→ SELECTED EXCERPT:
====================

Category: Coworkers

Trying To Get Yourself Eggs-communicated

| Australia | Coworkers, Food & Drink, Pun

(My coworker tried to warm up an egg in the microwave, not realising the egg would explode. We laughed about it and moved on. An hour later I realised something…)

Me: “Hey… hey, [Coworker]? Your egg… it eggsploded.”

We’re All Buddies Here

| Grand Rapids, MI, USA | Coworkers

(This exchange happens entirely over walkie-talkie. It’s about 20 minutes until close.)

Coworker #1: “Okay, guys, just a reminder, make sure to use the buddy system when you’re leaving tonight.”

Coworker #2: “Why, is there a boogey-man in the parking lot?”

Coworker #1: “Well, there’s been some shady people out there, I guess.”

Coworker #3: “That’s super encouraging…”

Coworker #4: *who has just recently returned to work now that the school year has ended* “Are you sure you didn’t just see your reflection in a car window, [Coworker #1]?”

(I can hear Coworker #2 laughing hard before getting on the walkie.)

Coworker #2: “Oh, we’ve missed you!”

Where’s Irony?

| Australia | Bizarre/Silly, Coworkers

(I work at a school. Both my coworker and I are sitting at desks silently working on computers.)

Coworker: *starts laughing*

Me: *shoots coworker a strange look*

Coworker: “We’ve just been sent an email asking if anyone has seen the ‘Where’s Wally?’ books, because they’ve gone missing.”

(The best part is that the email was legit. They did eventually find the books.)

That Explanation Will Go Viral

| Australia | Coworkers, Non-Dialogue, Technology

Working at a computer company, a customer brings in a computer to have a virus removed. We remove the virus and scan the rest of the system to make sure all traces of it are gone. Now, this particular virus is known to come from porn sites so to warn the customer without making them feel embarrassed we say to be careful what websites are accessed with the computer.

Then a few days later the same customer brings the computer back in with the same virus, accusing us of not removing it, and demands that we remove it without them paying. I remove the virus again, scan the system again, print out the Internet cache of websites that the computer has accessed in the past 24 hours (including some kinky-but-not-illegal searches on a couple of porn sites), and then give the system with the evidence to the front desk staff to give to the customer when they come back. Later in the day, I hear raised voices out the front and I know it is that customer when I hear, “I don’t go to porn sites and the only other person who uses this computer is my partner.”

The customer would have learnt something new about their partner that day if it weren’t for the salespeople saving things by telling the customer that sometimes viruses can access the porn sites.

Yeah, that’s how it works: the porn sites come from the virus, not the other way around.

Too Late To Make It Too Late

| Wellington, New Zealand | Coworkers, Time

(We have just ‘gone live’ with our new product, so our team is having to sort out work hours for the next couple of weeks while we get used to dealing with customers calling in. Until now, hours have been pretty chill — as long as you work your standard eight sometime between regular work hours, it doesn’t really matter when you start and finish your work day. Now, we’re having to be a bit more structured, just until we get some more employees. This conversation happened at the first meeting to discuss the hours.)

====================

→ PROMPT A: Condense the paragraph of the workplace anecdotes that begins "Working at a computer company" into a shorter version that keeps its main facts.
→ PROMPT B: Reproduce the workplace anecdotes between "(My coworker tried" and "minutes until close.)", inclusive, switching "microwave" to "oven".

→ DATASET RECORDS:

====================

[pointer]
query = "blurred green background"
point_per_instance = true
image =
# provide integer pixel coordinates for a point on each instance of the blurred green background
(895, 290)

====================

→ EXERCISE ANSWER A: A customer brought a computer to a computer company to have a virus removed. Staff removed it and scanned the system to confirm no traces were left. This virus is known to come from porn sites, so they told the customer to be careful which websites the computer accessed, without making them feel embarrassed.

→ EXERCISE ANSWER B:
(My coworker tried to warm up an egg in the oven, not realising the egg would explode. We laughed about it and moved on. An hour later I realised something…)

Me: “Hey… hey, [Coworker]? Your egg… it eggsploded.”

We’re All Buddies Here

| Grand Rapids, MI, USA | Coworkers

(This exchange happens entirely over walkie-talkie. It’s about 20 minutes until close.)